• _THE EXERCISE_: Extract every line of the records below and reproduce each one verbatim, in its original order.

• _DATA SUPPLIED_:

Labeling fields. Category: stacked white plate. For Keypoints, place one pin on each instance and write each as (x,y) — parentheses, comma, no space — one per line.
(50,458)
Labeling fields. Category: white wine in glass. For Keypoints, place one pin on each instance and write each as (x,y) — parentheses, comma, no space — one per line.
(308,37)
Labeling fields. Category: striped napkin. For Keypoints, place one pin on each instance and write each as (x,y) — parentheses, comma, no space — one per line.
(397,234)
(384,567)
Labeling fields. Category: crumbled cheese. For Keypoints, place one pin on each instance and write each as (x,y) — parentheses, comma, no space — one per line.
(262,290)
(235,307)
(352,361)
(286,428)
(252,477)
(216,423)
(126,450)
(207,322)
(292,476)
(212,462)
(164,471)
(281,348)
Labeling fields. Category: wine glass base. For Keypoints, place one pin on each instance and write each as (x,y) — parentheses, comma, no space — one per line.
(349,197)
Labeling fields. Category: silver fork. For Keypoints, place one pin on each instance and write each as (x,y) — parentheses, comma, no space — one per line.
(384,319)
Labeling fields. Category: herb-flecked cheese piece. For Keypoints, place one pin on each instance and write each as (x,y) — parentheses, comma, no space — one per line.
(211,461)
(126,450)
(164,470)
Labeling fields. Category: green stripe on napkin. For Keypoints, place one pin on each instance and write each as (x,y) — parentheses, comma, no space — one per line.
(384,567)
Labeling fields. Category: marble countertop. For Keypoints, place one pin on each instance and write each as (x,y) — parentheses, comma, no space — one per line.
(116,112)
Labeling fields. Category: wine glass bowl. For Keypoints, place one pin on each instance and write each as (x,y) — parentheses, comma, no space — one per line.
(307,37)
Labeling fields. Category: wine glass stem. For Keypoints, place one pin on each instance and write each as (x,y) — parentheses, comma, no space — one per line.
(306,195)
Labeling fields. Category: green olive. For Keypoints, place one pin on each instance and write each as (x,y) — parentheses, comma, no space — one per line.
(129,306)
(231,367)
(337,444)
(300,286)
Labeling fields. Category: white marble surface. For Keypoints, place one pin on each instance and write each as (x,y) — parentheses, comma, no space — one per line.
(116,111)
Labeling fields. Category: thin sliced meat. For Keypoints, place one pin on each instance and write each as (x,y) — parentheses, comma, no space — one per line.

• _THE OUTPUT_:
Labeling fields. Category: stacked white plate. For Keypoints, place one pin on each instance and write each as (x,y) — parentheses, comma, no space — one per line.
(50,458)
Labeling fields. Category: white wine in glass. For Keypoints, place one pin on each instance and write each as (x,y) — parentheses, comma, no space — one per line.
(308,37)
Labeling fields. Category: striped napkin. For Keypoints, place one pin on each instance and write each as (x,y) — parentheses, comma, no space — one per line.
(397,234)
(384,567)
Labeling fields. Category: crumbled cheese. For Keypoints, place one pin on each instance and write each as (x,y) — parentheses, comma, no space — one per line.
(262,290)
(235,307)
(352,361)
(286,428)
(252,477)
(216,423)
(126,450)
(207,322)
(292,476)
(212,462)
(164,471)
(281,348)
Labeling fields. Category: wine glass base. For Keypoints, place one pin on each instance and write each as (x,y) — parentheses, comma, no space — one per line.
(349,197)
Labeling fields. Category: silver fork. For Keypoints, place one pin on each instance and write each as (x,y) — parentheses, comma, no space — one per line.
(384,319)
Labeling fields. Category: herb-flecked cheese piece. For Keypoints, place one pin on each instance and write each as (x,y) — parentheses, comma, no space — one per line.
(211,461)
(126,450)
(164,470)
Labeling fields. Category: green stripe on napkin. For Keypoints, place one pin on each instance and write each as (x,y) — parentheses, comma, no space — one per line.
(384,567)
Labeling fields. Category: marble countertop. For Keypoints, place one pin on each instance and write each as (x,y) — parentheses, comma, no space — one per line.
(116,112)
Labeling fields. Category: wine glass bowl. For Keypoints, place one pin on each instance and write each as (x,y) — parentheses, comma, no space — one per line.
(307,37)
Labeling fields. Category: wine glass stem. For Keypoints, place one pin on each instance and write each as (x,y) — parentheses, comma, no space — one per line.
(306,195)
Labeling fields. Category: green olive. For Keypoints, place one pin on each instance and write each as (x,y) — parentheses, comma, no space — one per line.
(129,306)
(231,367)
(337,444)
(300,286)
Labeling fields. Category: white marble surface. For Keypoints, place one pin on each instance and write each as (x,y) — parentheses, comma, no space — one per line.
(116,111)
Labeling fields. Category: thin sliced meat. For Keypoints, place one pin on each instance and write each as (x,y) — parentheses, comma, no space — one per line.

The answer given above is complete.